WHAT TO WORK ON
Please print the entries exactly, omitting each image.

○ ○ ○

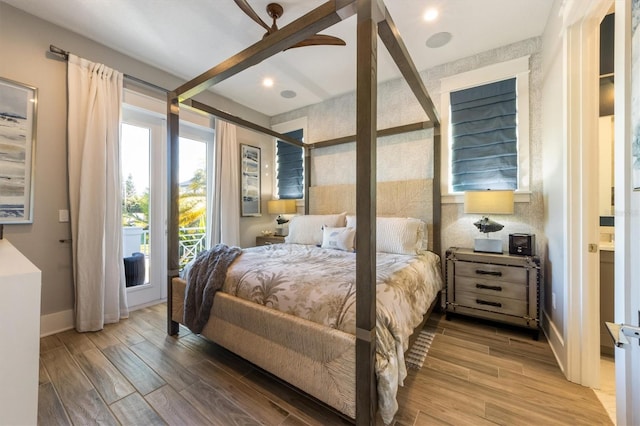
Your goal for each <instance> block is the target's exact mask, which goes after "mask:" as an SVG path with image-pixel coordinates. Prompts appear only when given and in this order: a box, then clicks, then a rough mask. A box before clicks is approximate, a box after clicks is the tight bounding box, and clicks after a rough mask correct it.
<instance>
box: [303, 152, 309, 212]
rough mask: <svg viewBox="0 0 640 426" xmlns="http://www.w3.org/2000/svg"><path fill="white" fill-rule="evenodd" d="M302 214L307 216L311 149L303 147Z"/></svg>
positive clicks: (307, 208)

○ ○ ○

OUTPUT
Your goal for each <instance> block is the target's exact mask, which goes after "mask:" as an SVG path with image-pixel coordinates. Prompts appear only when given and in this order: a box, then clicks, then a rough mask. A box before clicks is approximate, a box after clicks is the tight bounding box, and clicks after a rough mask correct it.
<instance>
box: [303, 152, 309, 212]
rough mask: <svg viewBox="0 0 640 426" xmlns="http://www.w3.org/2000/svg"><path fill="white" fill-rule="evenodd" d="M302 214L307 216L311 149L303 147Z"/></svg>
positive clicks: (307, 208)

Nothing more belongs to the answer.